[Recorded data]

* * * * * * *

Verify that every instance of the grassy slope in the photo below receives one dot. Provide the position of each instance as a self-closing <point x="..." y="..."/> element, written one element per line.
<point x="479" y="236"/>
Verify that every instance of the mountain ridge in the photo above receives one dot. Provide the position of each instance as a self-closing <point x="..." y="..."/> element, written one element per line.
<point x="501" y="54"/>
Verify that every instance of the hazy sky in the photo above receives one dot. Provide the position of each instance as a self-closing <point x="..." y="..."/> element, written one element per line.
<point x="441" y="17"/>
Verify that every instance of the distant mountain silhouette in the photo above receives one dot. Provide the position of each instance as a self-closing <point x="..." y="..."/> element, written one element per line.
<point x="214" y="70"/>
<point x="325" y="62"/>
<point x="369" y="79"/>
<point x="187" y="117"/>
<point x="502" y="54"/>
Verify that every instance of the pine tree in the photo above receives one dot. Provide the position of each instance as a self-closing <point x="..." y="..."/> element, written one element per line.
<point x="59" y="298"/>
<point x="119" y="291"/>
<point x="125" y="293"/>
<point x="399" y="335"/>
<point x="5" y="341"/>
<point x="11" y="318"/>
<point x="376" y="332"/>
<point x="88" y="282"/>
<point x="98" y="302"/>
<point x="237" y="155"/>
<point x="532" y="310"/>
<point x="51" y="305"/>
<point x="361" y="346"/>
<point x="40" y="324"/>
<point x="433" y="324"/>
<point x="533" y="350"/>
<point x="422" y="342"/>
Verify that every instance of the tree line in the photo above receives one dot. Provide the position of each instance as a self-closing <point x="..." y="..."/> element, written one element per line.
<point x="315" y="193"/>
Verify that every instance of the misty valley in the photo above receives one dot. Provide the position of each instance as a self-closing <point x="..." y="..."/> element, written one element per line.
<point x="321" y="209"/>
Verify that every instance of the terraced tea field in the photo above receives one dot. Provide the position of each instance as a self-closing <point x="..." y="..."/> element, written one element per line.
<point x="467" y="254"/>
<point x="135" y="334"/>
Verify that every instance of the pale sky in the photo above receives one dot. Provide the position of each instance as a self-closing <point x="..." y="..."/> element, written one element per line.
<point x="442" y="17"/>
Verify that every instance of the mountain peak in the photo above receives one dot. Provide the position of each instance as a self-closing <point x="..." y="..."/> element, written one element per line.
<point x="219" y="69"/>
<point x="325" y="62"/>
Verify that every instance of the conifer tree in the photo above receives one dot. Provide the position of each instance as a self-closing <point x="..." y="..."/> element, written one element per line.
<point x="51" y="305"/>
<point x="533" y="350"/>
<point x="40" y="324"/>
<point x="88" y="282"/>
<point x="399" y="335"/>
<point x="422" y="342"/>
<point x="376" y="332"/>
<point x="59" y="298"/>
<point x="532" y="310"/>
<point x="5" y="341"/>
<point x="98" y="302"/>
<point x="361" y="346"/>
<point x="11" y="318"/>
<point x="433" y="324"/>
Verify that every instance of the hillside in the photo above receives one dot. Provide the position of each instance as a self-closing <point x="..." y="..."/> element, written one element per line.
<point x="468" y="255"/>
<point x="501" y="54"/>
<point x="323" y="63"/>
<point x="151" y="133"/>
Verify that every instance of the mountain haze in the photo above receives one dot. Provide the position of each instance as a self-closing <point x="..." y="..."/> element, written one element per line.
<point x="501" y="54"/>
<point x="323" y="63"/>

* * * * * * *

▶ _Exercise instructions_
Could you output the listing above as a Markdown table with two columns, "No." for the row number and "Line" for the text of each line, leaving out any blank lines?

▶ _Response for this exercise_
| No. | Line |
|---|---|
| 1 | Verify that every instance of the grassy slope in the photo below receives one dot. Provide the position of each instance as a self-closing <point x="..." y="..."/> element, written one element per line. |
| 2 | <point x="479" y="236"/> |
| 3 | Verify that every instance of the mountain ridge in the photo above receives one dot. Provide the position of each instance as a self-closing <point x="..." y="..."/> element, written one element per line. |
| 4 | <point x="501" y="54"/> |
| 5 | Verify that every instance of the hazy sky in the photo above receives one dot. Provide the position of each instance as a self-closing <point x="..." y="..."/> element, written one element per line. |
| 6 | <point x="441" y="17"/> |
| 7 | Verify that every instance of the distant mountain silhouette in the photo above receives one dot. Provide the position of each instance as a self-closing <point x="..." y="..."/> element, written one element per line. |
| 8 | <point x="214" y="70"/> |
| 9 | <point x="325" y="62"/> |
| 10 | <point x="369" y="79"/> |
| 11 | <point x="187" y="117"/> |
| 12 | <point x="502" y="54"/> |
| 13 | Verify that every instance of the pine tree in the photo above receives one dot. Provide the position of each instance as a self-closing <point x="..." y="..."/> element, written one element per line. |
| 14 | <point x="59" y="298"/> |
| 15 | <point x="119" y="291"/> |
| 16 | <point x="125" y="293"/> |
| 17 | <point x="399" y="335"/> |
| 18 | <point x="5" y="341"/> |
| 19 | <point x="11" y="318"/> |
| 20 | <point x="376" y="332"/> |
| 21 | <point x="88" y="282"/> |
| 22 | <point x="98" y="302"/> |
| 23 | <point x="237" y="155"/> |
| 24 | <point x="532" y="310"/> |
| 25 | <point x="51" y="305"/> |
| 26 | <point x="361" y="346"/> |
| 27 | <point x="40" y="324"/> |
| 28 | <point x="433" y="324"/> |
| 29 | <point x="533" y="350"/> |
| 30 | <point x="422" y="342"/> |
| 31 | Verify that every instance of the tree line in the photo above receives one dot. Provide the position of each instance as a self-closing <point x="..." y="..."/> element, written one element per line. |
| 32 | <point x="315" y="193"/> |
| 33 | Verify that every instance of the misty valley in the photo above receives one dot. Provide the position of each instance as a self-closing <point x="..." y="..."/> element, written one element per line. |
| 34 | <point x="321" y="209"/> |
| 35 | Verify that every instance of the terraced tea field in the photo above receives one dot. Provide the position of each instance as a self-closing <point x="..." y="..."/> element, written one element per line. |
| 36 | <point x="467" y="254"/> |
| 37 | <point x="135" y="334"/> |
| 38 | Verify that every instance of the pale sky in the photo above receives one dot. Provide the position of each instance as a self-closing <point x="..." y="..."/> element, written one element per line. |
| 39 | <point x="442" y="17"/> |
| 40 | Verify that every instance of the mountain peak in the photo above receives one dot. Provide the position of each instance as a self-closing <point x="..." y="..."/> element, written one element per line. |
| 41 | <point x="219" y="69"/> |
| 42 | <point x="325" y="62"/> |
| 43 | Verify that every instance of the conifer tree in the photo above receives one dot. Provide the position of each instance as a self-closing <point x="..." y="..."/> element, written one element per line. |
| 44 | <point x="51" y="305"/> |
| 45 | <point x="533" y="350"/> |
| 46 | <point x="40" y="324"/> |
| 47 | <point x="88" y="282"/> |
| 48 | <point x="399" y="335"/> |
| 49 | <point x="422" y="342"/> |
| 50 | <point x="376" y="332"/> |
| 51 | <point x="59" y="298"/> |
| 52 | <point x="532" y="310"/> |
| 53 | <point x="5" y="341"/> |
| 54 | <point x="98" y="302"/> |
| 55 | <point x="361" y="346"/> |
| 56 | <point x="11" y="318"/> |
| 57 | <point x="433" y="324"/> |
| 58 | Verify that every instance of the hillside in the photo above receives one dot. Provide the position of each instance as a self-closing <point x="..." y="..."/> element, written one element per line. |
| 59 | <point x="468" y="255"/> |
| 60 | <point x="501" y="54"/> |
| 61 | <point x="323" y="63"/> |
| 62 | <point x="151" y="133"/> |
| 63 | Verify that every instance of the mountain haze in the photo above receives one dot. Provide the position of each instance as a self-closing <point x="..." y="..."/> element, written one element per line. |
| 64 | <point x="501" y="54"/> |
| 65 | <point x="323" y="63"/> |